**What the exercise asks:** Copy out the lines of the records below that begin with the line containing "Query: bush" and end with the line containing "(1005, 587)", both included, and nothing else.

**Stored records:**

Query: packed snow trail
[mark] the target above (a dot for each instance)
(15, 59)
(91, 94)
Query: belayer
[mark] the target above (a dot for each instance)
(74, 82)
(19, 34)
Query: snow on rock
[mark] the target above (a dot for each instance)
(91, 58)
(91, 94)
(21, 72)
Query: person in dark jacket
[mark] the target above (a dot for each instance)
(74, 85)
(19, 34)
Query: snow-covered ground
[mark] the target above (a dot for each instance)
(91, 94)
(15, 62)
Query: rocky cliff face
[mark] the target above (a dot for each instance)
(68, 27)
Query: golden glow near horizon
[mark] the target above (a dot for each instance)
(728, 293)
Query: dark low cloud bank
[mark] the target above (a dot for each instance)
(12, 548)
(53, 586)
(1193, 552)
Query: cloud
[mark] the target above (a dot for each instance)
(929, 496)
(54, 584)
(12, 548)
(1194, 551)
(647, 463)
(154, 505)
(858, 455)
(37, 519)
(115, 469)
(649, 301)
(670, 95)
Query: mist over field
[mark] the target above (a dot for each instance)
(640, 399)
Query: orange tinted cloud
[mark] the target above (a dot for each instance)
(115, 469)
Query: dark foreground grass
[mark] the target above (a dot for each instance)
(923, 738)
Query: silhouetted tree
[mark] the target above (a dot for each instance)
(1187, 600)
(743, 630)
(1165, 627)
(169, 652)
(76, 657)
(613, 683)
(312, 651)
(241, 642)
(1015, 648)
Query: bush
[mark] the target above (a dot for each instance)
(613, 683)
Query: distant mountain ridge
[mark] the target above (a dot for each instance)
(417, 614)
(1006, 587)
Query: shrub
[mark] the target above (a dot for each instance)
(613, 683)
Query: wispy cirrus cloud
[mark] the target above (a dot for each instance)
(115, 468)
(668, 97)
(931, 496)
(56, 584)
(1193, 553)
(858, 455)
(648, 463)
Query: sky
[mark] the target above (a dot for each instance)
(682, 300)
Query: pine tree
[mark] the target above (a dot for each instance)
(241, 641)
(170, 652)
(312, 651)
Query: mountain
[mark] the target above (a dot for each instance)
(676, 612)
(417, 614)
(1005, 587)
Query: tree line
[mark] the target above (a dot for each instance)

==

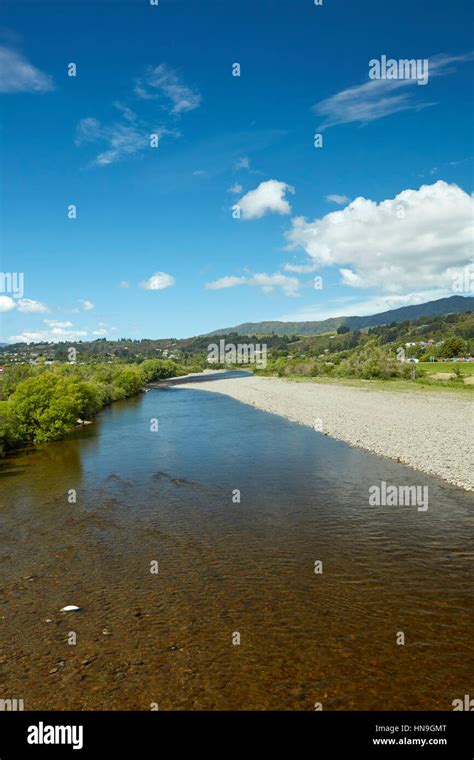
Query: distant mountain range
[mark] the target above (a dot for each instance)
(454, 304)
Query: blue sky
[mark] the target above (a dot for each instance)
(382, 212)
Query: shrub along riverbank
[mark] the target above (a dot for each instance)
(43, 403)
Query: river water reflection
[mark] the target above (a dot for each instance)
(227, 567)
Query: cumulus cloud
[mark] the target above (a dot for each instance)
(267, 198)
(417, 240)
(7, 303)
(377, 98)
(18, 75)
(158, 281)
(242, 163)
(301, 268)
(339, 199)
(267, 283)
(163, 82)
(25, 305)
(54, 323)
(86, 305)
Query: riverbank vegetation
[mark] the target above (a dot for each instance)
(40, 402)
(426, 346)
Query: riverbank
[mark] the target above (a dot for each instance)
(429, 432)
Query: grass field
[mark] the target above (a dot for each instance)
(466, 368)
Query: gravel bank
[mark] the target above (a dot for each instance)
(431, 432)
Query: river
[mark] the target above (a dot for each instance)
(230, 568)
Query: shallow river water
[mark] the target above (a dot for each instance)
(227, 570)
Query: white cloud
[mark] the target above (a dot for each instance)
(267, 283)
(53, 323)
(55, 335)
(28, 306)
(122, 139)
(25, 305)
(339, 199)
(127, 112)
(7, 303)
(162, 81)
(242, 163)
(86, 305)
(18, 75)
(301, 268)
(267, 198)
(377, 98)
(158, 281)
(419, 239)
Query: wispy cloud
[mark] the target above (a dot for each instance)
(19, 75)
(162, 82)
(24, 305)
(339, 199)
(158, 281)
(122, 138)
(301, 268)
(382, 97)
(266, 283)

**Full response:**
Query: bush
[mark] the target above (a dot for each instance)
(613, 683)
Query: distant mountain ridge
[mark] the target above (a dot for each instance)
(417, 614)
(1006, 587)
Query: shrub
[mark] the target above (a dot for each instance)
(613, 683)
Query: wispy cirrus cloud
[mark] the target above (a dot for each instance)
(115, 468)
(668, 97)
(931, 496)
(56, 584)
(1193, 553)
(858, 455)
(648, 463)
Query: sky
[mark] the target above (a dot for each instance)
(682, 300)
Query: pine tree
[mark] the target above (a dot for each instance)
(241, 641)
(170, 652)
(312, 651)
Query: mountain
[mark] the target above (a dot for each instance)
(676, 612)
(417, 614)
(1005, 587)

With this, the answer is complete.